* BEGIN PROVIDED DATA *

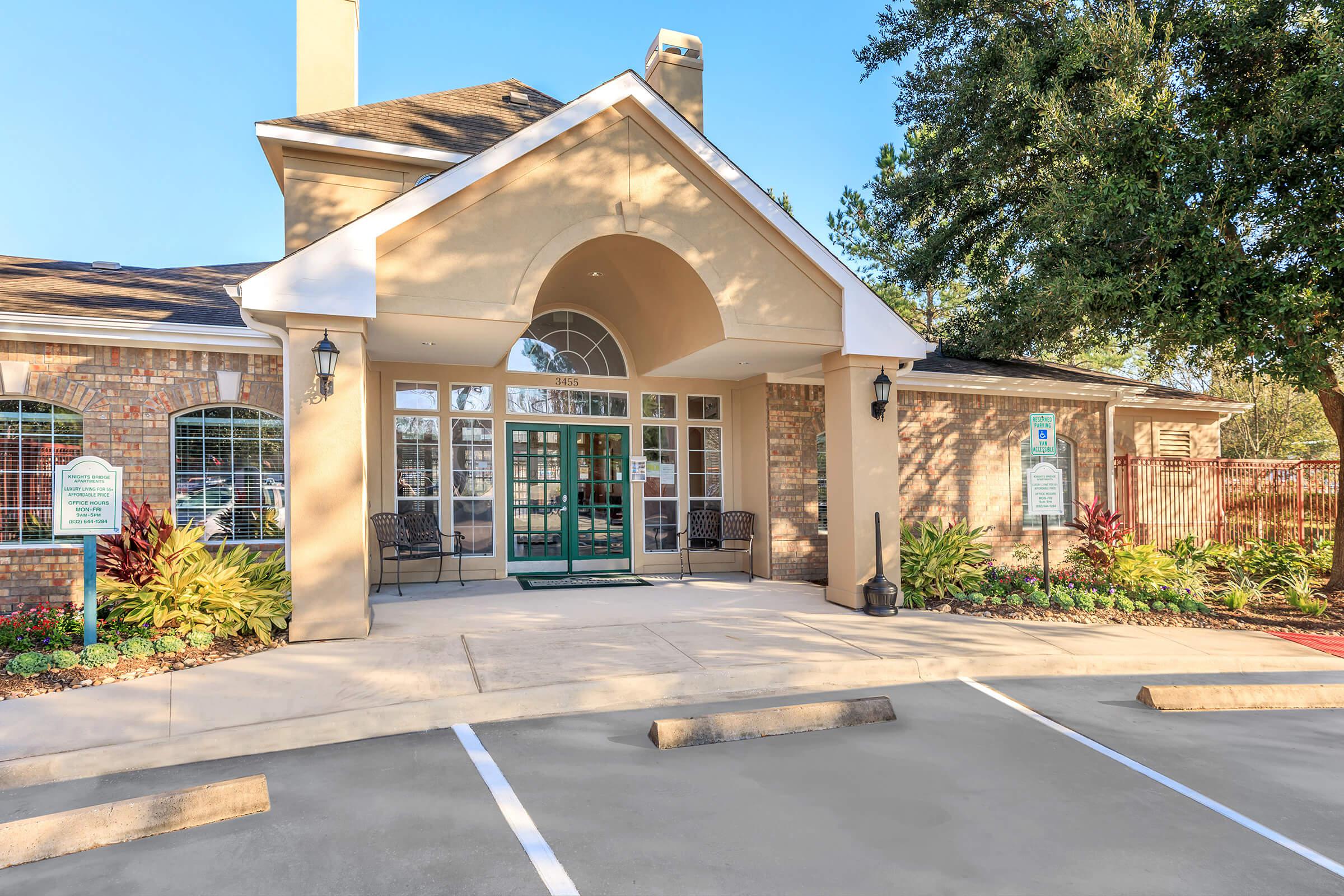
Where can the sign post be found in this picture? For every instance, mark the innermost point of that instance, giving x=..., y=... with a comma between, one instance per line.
x=1045, y=483
x=86, y=500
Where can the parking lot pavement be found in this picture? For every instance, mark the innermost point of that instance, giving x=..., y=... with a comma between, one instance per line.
x=962, y=794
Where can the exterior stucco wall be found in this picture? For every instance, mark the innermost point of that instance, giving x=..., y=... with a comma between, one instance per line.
x=128, y=396
x=962, y=459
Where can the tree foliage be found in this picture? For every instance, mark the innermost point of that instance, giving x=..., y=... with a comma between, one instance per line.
x=1166, y=176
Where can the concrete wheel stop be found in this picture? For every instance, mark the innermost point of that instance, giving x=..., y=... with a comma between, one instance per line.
x=720, y=727
x=29, y=840
x=1213, y=698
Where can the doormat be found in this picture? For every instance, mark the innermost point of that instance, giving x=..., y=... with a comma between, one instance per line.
x=552, y=582
x=1329, y=644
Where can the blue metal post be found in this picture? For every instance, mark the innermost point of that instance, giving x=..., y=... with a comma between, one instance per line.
x=91, y=589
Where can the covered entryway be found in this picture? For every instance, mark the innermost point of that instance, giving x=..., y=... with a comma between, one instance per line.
x=569, y=497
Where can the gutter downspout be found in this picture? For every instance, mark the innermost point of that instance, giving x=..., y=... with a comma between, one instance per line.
x=281, y=336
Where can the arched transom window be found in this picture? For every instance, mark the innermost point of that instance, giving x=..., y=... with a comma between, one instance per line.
x=568, y=343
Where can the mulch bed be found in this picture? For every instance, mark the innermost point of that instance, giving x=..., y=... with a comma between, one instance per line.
x=1271, y=613
x=58, y=680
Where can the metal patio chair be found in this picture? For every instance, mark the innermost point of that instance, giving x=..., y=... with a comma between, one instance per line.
x=413, y=536
x=707, y=531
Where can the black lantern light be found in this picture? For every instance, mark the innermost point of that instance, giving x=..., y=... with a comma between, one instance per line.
x=324, y=359
x=882, y=389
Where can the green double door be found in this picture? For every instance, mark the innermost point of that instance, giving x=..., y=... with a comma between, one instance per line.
x=569, y=499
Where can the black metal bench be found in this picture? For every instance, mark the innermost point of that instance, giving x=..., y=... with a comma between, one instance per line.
x=707, y=531
x=413, y=536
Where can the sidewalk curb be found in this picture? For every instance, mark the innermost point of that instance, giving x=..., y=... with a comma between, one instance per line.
x=606, y=695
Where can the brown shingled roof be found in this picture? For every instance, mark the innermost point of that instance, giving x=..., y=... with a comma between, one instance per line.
x=176, y=295
x=1033, y=370
x=465, y=120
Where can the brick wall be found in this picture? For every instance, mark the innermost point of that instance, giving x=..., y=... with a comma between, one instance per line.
x=795, y=414
x=962, y=459
x=128, y=396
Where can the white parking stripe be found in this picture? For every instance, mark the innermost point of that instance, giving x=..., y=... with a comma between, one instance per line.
x=1231, y=814
x=543, y=859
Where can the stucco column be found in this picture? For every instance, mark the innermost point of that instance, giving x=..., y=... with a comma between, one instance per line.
x=328, y=486
x=862, y=477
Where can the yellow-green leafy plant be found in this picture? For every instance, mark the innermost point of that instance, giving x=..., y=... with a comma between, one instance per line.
x=937, y=559
x=226, y=593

* END PROVIDED DATA *

**TASK REQUIREMENTS:** Copy the lines from the line with "Where can the covered" to the line with "x=569, y=499", both included, without changing anything.

**OUTPUT:**
Where can the covered entryway be found in this picture? For every instance, mark the innermost point of that instance, giving x=..., y=... with a comma between, one instance per line.
x=569, y=497
Where can the gutter downspout be found in this picture? For every instance, mark the innermost point of that instance, giving x=..., y=... with a comma between, one instance per line.
x=281, y=336
Where can the arched transom window be found in this picture? For every instance, mark the innermost point of that instance, giving x=..., y=... with a comma between, one instance per line.
x=568, y=343
Where can the mulch bed be found in this picture? For every instance, mark the innermost point of that instance, giving x=..., y=... with a comma between, one instance per line.
x=1271, y=613
x=58, y=680
Where can the metal patio chair be found in this picture? For every instance, mark the innermost point of that instance, giving x=..., y=... with a comma between, one instance per line.
x=413, y=536
x=707, y=531
Where can the black lantern light be found in this picture? For every instance, mark the innermost point of that instance, giving x=..., y=... with a comma between, one instance per line.
x=324, y=359
x=882, y=389
Where can the green double door be found in this picture? For every instance, mark the innermost point of that instance, giving x=..., y=... with a comma between, one instance per line.
x=569, y=499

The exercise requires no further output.